- Opening Delimiter -

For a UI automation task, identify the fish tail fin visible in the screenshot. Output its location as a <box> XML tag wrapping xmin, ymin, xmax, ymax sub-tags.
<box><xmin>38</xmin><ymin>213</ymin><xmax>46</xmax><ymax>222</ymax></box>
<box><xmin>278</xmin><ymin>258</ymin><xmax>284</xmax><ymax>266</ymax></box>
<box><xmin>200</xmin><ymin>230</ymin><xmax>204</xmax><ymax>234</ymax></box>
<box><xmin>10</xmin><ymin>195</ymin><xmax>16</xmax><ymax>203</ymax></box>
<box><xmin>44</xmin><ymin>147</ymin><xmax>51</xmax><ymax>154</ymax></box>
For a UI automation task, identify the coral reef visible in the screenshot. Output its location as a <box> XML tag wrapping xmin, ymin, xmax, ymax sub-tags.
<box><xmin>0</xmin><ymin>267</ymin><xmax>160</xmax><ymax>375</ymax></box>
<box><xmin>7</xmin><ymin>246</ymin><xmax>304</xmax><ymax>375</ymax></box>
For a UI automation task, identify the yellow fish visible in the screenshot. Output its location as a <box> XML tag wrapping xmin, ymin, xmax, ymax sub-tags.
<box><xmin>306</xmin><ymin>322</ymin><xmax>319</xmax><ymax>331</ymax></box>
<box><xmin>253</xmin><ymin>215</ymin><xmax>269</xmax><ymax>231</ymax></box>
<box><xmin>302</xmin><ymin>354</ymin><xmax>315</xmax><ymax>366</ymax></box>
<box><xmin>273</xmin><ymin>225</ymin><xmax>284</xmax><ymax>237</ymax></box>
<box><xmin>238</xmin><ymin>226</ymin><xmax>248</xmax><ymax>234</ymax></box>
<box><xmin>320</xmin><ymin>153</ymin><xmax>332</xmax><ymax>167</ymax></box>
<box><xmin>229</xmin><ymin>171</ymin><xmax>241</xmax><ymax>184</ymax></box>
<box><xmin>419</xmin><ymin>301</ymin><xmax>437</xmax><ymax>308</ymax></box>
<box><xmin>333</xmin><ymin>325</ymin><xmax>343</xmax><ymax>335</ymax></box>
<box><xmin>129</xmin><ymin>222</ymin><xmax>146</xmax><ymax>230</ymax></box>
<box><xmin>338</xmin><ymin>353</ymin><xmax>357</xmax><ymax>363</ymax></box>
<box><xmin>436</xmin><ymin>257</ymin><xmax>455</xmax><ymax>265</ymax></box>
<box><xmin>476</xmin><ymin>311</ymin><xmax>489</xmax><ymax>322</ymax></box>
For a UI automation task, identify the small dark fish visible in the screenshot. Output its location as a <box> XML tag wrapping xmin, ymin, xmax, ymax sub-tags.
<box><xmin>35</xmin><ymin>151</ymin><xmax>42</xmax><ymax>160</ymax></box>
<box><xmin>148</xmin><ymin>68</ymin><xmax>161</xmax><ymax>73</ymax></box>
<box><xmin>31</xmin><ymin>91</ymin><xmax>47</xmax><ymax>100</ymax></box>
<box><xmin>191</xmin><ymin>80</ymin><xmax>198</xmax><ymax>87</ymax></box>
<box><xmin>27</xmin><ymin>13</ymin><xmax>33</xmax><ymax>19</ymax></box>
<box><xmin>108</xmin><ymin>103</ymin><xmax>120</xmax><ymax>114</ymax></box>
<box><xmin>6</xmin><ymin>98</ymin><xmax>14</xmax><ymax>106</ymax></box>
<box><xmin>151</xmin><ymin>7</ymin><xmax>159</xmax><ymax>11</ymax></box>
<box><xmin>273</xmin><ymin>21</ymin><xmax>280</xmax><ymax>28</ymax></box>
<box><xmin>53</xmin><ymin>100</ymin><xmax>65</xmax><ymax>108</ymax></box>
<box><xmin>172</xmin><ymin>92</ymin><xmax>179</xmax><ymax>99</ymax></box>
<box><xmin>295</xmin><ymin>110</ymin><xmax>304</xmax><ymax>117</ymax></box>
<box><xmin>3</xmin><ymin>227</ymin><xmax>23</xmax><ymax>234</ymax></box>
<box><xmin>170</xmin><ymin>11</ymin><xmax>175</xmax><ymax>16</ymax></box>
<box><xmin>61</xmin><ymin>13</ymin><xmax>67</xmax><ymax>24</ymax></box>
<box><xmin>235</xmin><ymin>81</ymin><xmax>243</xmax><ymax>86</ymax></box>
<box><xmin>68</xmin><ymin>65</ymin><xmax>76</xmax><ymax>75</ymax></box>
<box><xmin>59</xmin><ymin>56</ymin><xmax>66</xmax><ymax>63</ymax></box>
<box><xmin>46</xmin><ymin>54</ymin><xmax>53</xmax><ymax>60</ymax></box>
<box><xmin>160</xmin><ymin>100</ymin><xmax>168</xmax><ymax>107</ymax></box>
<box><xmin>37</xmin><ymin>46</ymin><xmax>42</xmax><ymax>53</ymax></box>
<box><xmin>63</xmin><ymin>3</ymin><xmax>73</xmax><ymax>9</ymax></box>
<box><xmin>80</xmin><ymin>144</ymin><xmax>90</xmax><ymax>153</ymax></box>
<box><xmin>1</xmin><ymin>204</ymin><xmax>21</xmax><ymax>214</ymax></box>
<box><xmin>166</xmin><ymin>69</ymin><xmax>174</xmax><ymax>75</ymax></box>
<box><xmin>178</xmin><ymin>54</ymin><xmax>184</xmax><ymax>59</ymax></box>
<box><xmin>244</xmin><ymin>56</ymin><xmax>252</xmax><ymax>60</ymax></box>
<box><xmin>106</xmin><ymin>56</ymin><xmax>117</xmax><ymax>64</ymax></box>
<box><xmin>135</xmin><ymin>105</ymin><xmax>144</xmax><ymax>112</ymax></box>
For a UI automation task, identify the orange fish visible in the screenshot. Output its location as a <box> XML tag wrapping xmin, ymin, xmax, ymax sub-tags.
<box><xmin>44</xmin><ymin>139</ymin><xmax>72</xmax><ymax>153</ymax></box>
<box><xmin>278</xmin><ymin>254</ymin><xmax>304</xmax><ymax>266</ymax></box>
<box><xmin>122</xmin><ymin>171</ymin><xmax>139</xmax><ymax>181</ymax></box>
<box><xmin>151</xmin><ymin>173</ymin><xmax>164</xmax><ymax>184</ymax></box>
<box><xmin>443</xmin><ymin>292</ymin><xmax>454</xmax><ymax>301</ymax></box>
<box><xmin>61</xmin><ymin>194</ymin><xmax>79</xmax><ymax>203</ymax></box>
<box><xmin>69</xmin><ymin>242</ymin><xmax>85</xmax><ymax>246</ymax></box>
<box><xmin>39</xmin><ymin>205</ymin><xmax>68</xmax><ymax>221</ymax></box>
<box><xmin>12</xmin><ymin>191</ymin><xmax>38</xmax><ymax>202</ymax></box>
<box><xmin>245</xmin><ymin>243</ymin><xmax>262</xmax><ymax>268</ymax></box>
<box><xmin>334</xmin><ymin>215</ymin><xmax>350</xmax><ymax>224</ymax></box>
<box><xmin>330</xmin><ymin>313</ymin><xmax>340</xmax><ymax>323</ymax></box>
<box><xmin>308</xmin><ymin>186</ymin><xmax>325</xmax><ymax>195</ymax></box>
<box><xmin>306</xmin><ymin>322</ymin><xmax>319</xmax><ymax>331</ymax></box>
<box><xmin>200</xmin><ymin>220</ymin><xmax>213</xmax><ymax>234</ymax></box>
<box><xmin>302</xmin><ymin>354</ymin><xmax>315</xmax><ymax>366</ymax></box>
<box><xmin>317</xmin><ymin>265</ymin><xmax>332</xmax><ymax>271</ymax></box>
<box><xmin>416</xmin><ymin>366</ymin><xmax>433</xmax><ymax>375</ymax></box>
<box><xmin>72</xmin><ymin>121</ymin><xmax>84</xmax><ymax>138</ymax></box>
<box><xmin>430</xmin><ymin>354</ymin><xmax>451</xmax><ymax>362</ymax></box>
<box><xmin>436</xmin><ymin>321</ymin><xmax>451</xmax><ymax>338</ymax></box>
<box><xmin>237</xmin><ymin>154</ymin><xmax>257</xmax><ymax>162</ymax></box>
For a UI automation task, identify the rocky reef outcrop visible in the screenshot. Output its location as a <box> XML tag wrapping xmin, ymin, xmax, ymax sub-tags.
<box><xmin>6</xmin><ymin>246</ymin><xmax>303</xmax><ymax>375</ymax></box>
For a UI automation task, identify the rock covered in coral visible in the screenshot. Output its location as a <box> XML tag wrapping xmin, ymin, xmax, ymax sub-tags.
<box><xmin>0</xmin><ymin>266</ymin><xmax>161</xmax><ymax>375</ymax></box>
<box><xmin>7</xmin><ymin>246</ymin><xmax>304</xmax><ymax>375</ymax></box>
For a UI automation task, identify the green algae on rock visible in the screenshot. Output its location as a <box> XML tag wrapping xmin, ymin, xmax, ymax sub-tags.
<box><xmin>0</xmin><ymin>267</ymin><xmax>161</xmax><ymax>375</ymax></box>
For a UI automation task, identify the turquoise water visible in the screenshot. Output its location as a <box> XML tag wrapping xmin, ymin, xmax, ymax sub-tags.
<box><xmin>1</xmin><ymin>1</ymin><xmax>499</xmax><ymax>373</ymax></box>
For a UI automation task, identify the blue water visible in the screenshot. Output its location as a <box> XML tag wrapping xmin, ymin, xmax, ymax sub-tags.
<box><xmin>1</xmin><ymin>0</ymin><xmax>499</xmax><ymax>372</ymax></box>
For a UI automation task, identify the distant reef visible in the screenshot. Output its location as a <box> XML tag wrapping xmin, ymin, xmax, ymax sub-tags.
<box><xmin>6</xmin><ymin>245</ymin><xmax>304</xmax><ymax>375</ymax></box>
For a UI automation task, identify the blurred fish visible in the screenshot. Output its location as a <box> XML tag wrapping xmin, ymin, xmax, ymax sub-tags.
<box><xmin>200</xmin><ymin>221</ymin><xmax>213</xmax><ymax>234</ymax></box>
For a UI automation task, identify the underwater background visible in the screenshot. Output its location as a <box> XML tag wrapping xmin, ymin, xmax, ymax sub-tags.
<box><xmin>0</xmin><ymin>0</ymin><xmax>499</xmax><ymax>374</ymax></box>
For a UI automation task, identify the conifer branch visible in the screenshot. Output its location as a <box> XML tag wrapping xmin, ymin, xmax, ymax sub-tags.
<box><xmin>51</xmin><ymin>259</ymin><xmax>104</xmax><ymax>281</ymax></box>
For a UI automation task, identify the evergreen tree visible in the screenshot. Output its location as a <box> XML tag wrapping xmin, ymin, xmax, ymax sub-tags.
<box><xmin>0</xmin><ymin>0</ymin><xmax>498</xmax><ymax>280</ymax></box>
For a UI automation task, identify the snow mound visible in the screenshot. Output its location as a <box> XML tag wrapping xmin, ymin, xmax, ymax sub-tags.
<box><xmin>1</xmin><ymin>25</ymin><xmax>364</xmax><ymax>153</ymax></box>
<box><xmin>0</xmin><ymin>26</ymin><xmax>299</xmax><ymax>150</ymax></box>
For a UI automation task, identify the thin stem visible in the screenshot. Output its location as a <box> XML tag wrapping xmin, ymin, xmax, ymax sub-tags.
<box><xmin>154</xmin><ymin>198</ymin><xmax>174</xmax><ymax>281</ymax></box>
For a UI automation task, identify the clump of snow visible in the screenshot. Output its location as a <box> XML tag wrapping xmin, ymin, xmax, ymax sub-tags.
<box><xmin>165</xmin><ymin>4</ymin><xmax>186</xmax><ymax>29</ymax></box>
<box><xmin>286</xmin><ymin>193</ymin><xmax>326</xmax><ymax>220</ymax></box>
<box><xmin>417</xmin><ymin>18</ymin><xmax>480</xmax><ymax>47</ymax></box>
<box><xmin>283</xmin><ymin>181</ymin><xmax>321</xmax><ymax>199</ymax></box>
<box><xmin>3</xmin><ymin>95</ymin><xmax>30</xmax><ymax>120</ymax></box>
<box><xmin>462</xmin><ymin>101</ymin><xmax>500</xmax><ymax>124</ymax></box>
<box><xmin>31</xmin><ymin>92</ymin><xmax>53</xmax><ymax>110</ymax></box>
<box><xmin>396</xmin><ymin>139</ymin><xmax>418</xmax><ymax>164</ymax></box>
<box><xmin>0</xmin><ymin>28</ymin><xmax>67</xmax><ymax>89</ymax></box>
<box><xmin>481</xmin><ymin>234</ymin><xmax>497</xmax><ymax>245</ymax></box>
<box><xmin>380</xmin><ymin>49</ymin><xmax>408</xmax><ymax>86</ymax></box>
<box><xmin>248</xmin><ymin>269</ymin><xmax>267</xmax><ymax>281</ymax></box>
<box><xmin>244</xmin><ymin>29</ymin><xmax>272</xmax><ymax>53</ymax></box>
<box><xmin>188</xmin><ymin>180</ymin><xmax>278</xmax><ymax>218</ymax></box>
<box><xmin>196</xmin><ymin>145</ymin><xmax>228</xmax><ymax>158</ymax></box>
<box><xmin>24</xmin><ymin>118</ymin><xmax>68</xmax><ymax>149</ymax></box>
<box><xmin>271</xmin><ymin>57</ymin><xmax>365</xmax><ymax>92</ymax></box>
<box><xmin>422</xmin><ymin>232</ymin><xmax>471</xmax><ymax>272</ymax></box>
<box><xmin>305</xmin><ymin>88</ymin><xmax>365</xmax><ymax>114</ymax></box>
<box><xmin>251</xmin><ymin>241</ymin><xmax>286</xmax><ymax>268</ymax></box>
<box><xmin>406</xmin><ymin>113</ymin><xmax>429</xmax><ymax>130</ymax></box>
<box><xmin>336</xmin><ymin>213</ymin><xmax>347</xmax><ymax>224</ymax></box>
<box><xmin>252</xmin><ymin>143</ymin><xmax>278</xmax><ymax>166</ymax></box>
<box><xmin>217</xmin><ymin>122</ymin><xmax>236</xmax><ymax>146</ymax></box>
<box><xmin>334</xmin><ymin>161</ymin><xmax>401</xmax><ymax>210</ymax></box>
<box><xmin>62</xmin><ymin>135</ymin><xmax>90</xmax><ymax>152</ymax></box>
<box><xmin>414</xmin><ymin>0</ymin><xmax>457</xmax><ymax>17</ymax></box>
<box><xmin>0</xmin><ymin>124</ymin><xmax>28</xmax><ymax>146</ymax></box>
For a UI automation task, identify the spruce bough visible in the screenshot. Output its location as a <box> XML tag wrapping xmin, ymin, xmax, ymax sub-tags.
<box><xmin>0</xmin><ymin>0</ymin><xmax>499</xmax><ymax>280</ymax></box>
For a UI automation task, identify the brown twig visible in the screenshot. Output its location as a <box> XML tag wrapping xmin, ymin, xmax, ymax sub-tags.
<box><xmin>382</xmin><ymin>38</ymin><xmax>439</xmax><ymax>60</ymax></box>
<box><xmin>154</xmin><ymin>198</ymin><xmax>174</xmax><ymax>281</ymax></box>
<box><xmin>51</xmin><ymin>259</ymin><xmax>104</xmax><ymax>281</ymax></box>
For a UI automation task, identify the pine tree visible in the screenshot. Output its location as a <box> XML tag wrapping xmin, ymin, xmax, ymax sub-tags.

- Closing Delimiter -

REQUIREMENT: Starting at the line that contains "For a UI automation task, identify the spruce", copy every line down to the last line of the records above, exactly as written.

ANSWER TO THE PROBLEM:
For a UI automation task, identify the spruce bough visible in the screenshot. Output its location as a <box> XML tag wrapping xmin, ymin, xmax, ymax sub-tags.
<box><xmin>0</xmin><ymin>0</ymin><xmax>499</xmax><ymax>280</ymax></box>
For a UI automation task, identify the brown twig visible in the screenshot. Output its location as a <box> XML tag wrapping xmin, ymin, xmax, ymax sub-tags.
<box><xmin>382</xmin><ymin>38</ymin><xmax>439</xmax><ymax>60</ymax></box>
<box><xmin>154</xmin><ymin>198</ymin><xmax>174</xmax><ymax>281</ymax></box>
<box><xmin>51</xmin><ymin>259</ymin><xmax>104</xmax><ymax>281</ymax></box>
For a UI automation task, identify the pine tree visible in the screenshot. Output its location as a <box> XML tag wrapping xmin, ymin, xmax, ymax sub-tags.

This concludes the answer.